Cecilia de Torres, Ltd., New York
Private Collection, New York

Condition

This work is in very good condition. The overall structure is sound and stable; the work is ready to hang.
In response to your inquiry, we are pleased to provide you with a general report of the condition of the property described above. Since we are not professional conservators or restorers, we urge you to consult with a restorer or conservator of your choice who will be better able to provide a detailed, professional report. Prospective buyers should inspect each lot to satisfy themselves as to condition and must understand that any statement made by Sotheby's is merely a subjective qualified opinion.
NOTWITHSTANDING THIS REPORT OR ANY DISCUSSIONS CONCERNING CONDITION OF A LOT, ALL LOTS ARE OFFERED AND SOLD "AS IS" IN ACCORDANCE WITH THE CONDITIONS OF SALE PRINTED IN THE CATALOGUE.

Catalogue Note

Planet Ferrari

On April 12, 1961, Youri Gagarin circled the earth at 17,500 miles per hour. He was the first man in space. Ever since, mankind has visited the moon several times, has sent probes to every single planet in the solar system and is now planning a trip to Mars.

▶ **RECORD LIST**:
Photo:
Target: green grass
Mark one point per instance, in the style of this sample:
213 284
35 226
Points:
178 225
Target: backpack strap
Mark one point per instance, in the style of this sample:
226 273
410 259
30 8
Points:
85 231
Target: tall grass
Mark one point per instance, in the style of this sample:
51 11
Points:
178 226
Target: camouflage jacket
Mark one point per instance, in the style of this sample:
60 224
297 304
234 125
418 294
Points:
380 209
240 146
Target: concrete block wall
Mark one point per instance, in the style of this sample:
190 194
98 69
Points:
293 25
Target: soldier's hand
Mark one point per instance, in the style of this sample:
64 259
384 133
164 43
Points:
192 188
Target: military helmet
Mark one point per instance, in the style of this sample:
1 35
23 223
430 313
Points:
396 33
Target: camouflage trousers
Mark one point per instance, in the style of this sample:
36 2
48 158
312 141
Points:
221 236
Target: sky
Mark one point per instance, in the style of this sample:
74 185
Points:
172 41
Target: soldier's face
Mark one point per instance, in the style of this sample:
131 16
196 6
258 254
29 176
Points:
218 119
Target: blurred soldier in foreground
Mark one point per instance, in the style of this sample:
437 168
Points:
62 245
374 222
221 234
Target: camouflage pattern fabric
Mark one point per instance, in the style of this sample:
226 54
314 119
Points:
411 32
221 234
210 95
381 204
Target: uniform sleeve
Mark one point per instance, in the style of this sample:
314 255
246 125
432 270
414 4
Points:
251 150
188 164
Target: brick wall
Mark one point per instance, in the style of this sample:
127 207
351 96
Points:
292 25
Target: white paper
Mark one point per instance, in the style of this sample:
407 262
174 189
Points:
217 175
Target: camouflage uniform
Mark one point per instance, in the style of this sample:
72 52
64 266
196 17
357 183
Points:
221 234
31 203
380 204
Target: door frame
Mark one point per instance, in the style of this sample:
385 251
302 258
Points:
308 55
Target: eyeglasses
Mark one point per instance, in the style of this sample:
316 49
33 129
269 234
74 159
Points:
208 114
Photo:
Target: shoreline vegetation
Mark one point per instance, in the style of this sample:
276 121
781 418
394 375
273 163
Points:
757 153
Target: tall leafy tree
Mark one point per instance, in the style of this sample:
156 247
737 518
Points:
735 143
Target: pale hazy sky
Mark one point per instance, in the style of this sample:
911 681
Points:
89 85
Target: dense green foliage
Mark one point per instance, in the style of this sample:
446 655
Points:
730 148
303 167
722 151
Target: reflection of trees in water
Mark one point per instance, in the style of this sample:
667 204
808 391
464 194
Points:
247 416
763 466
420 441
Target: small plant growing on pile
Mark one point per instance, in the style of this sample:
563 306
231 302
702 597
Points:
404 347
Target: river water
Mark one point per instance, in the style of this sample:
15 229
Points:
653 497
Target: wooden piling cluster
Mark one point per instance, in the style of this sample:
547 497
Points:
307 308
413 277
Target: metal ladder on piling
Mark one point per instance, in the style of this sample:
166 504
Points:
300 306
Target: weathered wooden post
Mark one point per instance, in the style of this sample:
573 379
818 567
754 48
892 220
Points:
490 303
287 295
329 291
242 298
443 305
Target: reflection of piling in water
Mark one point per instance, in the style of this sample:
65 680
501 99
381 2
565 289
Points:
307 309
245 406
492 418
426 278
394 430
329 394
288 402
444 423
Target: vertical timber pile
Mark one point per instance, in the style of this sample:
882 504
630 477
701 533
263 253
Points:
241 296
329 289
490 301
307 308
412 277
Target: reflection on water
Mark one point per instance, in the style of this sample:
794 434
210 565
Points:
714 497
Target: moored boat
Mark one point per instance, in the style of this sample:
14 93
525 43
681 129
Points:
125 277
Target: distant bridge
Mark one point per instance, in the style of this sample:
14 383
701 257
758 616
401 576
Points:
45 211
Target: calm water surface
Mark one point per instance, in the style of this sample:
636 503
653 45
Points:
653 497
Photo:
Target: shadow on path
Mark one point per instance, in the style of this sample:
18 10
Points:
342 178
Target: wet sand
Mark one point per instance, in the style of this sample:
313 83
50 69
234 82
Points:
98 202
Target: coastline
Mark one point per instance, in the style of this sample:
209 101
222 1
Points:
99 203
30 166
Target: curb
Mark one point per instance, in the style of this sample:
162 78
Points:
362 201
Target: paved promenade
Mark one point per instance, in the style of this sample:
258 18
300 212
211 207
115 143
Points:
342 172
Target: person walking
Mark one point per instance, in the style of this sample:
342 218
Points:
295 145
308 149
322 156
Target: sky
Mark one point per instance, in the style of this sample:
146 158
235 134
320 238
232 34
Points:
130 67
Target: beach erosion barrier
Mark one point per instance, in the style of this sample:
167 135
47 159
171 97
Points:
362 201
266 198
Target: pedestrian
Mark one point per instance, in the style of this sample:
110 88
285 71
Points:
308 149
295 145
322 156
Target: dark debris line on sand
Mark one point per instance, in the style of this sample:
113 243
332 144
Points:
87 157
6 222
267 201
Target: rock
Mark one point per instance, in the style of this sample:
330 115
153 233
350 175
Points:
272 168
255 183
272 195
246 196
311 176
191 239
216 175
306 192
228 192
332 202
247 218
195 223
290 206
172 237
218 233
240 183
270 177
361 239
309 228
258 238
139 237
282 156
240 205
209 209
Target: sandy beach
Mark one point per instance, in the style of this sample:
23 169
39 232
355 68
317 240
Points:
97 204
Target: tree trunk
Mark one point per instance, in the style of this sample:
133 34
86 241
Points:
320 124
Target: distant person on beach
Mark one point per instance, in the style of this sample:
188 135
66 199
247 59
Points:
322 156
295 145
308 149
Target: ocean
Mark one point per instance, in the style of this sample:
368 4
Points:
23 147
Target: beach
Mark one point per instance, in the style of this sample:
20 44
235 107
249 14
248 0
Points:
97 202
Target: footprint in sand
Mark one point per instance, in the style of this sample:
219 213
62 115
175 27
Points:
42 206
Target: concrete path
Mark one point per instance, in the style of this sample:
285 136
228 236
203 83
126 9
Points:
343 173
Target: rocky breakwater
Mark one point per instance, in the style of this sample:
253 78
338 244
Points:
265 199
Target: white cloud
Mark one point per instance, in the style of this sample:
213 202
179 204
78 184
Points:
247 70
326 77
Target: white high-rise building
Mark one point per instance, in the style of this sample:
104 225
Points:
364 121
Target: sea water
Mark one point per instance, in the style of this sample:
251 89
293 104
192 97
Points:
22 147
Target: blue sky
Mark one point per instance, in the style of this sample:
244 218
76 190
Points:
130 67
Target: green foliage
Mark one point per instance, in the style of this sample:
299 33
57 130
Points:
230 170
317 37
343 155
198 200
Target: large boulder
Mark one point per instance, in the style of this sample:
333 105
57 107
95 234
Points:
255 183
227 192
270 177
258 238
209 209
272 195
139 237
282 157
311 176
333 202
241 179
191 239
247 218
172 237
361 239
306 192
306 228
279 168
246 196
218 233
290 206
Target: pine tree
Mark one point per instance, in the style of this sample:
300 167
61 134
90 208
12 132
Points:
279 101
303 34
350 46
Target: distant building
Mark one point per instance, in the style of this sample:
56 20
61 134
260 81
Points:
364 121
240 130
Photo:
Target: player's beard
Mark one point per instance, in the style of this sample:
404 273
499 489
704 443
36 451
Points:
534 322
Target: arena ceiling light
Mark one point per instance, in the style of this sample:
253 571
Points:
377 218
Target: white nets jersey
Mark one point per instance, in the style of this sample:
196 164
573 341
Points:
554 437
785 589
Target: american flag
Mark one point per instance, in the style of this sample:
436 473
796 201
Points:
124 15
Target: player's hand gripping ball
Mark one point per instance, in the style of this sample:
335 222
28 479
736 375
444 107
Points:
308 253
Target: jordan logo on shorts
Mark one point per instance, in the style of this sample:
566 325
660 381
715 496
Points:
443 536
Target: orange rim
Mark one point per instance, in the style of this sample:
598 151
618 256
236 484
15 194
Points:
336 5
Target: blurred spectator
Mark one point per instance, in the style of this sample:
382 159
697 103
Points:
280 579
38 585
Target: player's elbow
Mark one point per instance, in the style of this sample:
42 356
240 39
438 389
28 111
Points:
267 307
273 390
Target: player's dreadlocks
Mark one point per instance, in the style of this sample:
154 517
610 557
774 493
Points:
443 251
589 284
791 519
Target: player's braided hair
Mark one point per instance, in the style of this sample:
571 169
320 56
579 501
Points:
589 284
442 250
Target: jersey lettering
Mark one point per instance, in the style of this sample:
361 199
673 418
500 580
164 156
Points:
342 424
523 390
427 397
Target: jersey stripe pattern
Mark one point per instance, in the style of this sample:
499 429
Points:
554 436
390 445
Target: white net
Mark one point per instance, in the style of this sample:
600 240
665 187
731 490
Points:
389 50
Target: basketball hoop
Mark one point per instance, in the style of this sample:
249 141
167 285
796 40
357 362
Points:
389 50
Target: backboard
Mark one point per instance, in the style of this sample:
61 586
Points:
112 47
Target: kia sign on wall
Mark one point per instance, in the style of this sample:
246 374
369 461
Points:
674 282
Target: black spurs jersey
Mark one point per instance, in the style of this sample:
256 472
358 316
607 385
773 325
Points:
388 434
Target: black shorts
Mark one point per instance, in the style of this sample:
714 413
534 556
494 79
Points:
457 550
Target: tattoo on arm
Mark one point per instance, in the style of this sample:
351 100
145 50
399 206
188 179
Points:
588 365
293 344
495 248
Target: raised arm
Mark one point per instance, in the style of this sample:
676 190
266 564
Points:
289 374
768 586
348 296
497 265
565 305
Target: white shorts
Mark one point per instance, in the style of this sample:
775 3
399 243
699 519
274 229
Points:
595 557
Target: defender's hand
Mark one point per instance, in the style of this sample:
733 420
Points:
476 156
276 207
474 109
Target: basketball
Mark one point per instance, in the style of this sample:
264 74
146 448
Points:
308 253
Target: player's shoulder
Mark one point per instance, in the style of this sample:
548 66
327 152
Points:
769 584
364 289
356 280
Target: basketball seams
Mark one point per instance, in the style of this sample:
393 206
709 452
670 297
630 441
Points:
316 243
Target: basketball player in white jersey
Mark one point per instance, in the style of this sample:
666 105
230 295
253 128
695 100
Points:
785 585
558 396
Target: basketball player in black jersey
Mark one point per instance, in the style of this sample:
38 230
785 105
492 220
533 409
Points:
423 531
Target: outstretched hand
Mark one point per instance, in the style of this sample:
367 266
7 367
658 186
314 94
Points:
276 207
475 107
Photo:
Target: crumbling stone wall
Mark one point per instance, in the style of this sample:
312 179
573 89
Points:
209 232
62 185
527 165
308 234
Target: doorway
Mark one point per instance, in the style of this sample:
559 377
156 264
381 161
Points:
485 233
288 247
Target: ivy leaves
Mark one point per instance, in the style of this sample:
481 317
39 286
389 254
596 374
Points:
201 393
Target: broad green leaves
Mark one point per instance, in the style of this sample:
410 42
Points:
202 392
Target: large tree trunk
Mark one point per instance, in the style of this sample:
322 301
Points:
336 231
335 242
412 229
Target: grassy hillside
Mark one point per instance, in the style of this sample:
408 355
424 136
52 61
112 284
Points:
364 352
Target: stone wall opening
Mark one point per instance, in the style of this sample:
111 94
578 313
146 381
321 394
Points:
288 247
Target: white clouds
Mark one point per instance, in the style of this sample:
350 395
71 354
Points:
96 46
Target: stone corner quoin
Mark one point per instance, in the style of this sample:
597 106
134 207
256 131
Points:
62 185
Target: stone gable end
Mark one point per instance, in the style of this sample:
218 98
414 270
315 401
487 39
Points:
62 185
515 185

▶ **REQUEST 1**: According to the auction listing, how fast did Youri Gagarin circle the earth on April 12, 1961?
▶ **REQUEST 2**: Name every celestial body that the auction listing mentions by name.
▶ **REQUEST 3**: Pick up the catalogue note in the auction listing after its last sentence, "and is now planning a trip to Mars."

▶ **REPLY 1**: 17,500 miles per hour.

▶ **REPLY 2**: Earth, the moon, Mars

▶ **REPLY 3**:
The conquest of space was not only a technological feat: it also helped to advance new attitudes and perceptions about the very nature of our human condition: we became conscious of our cosmic humanity and this new social status is at the origin of several original artistic departures. For an important group of artists / philosophers from the late 1950’s and the early 1960’s, the work of art had to have the power to reflect a sense of an infinite, mysterious space. For these artists (Fontana, Klein, Soto and others), the work had to plunge the viewer into a world of awe, uncertainty and bewilderment. The world had to come to a stop, only to start again, differently.

It is interesting to note how the conquest of space influenced two Argentinian artists: Lucio Fontana and León Ferrari. While Fontana sliced and punched his canvases to make visible the dark mystery behind the monochromatic abstraction of the painting plane, Ferrari suggested ethereal volumes by drawing lines in space with fine wires. Gagarin, 1961 (private Collection Buenos Aires), is a seminal hanging sculpture of this series, created shortly after the first cosmonaut flight.

Ferrari, like Fontana, started his early art explorations with abstract ceramic works. Interestingly, most of this ceramic body of work was meant to hang from the ceiling. Ferrari's Gagarin, Planeta, 1979, this Luna 2006 and so many other works are suspended in space, defying gravity and creating a sense of an incorporeal, exotic and unreachable singularity.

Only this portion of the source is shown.